Required work:
- A) Mark each statement yes or no against the thread about the PyPI dependency graph, and quote the words from it that decide each one. (i) A node in the graph can stand for a dependency that includes a pinned version. (ii) The notebook code loads its data from a file named pypi-deps.json. (iii) The get_name function returns nothing for input that starts with '#'.
- B) In the thread about the PyPI dependency graph, what did ekns want to learn by hacking the IPython notebook?

Page excerpt:
— begin —
PyPi interactive dependency graph - alesdotio
http://ssaboum.github.io/meta-deps/

======
peterwaller
It would be nice to be able to search for a package. Also, the graph currently
has a node per "dependency", which may be with a pinned version. Maybe it
might be even better if it just showed package dependencies? Looking through
the structure you can see "interesting" packages, but because a package counts
as different if a version is specified it makes it hard to browse through the
interesting connections.

------
ekns
I was curious about what the most common dependencies were so I hacked the
IPython notebook a bit:

    
    
      import json, pip, re
      from base64 import b64decode
      from itertools import chain
      from collections import Counter
    
      def get_name(x):
          "This captures most of the base names for dependencies"
          if x.startswith('#'):
              return
          try:
              return pip.req.InstallRequirement.from_line(re.sub('["\']', '', x)).name.lower()
          except ValueError:
              return
      
      C = Counter()
      
      data = []
      with open('pypi-deps.csv', 'r') as file:
          for line in file:
              name, version, deps = line.split('\t')
— end —
Extracted data:
— begin —
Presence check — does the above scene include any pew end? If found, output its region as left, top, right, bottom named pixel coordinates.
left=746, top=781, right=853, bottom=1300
— end —
— begin —
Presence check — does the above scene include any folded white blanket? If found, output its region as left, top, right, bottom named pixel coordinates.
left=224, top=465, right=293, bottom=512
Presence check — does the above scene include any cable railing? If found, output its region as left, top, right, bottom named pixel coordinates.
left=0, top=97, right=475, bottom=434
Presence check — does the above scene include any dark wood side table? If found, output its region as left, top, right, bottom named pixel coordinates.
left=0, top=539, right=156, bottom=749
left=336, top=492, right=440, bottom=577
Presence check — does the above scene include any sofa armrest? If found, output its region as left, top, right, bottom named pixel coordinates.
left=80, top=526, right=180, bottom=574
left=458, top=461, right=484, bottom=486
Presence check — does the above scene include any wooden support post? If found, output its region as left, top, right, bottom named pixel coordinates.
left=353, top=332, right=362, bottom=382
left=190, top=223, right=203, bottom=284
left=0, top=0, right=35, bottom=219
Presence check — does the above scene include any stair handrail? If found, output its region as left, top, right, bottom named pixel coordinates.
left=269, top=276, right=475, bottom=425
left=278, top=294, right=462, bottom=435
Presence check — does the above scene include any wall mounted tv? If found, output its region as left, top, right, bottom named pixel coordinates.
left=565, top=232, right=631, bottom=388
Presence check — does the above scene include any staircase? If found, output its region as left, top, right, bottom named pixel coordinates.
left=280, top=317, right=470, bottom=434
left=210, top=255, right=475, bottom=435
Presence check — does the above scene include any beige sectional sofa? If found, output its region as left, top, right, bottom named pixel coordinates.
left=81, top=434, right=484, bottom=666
— end —
Answers to the exercise:
- A)
(i) Yes: "which may be with a pinned version"
(ii) No: "with open('pypi-deps.csv', 'r') as file:"
(iii) Yes: "if x.startswith('#'):"

- B) Which dependencies were the most common.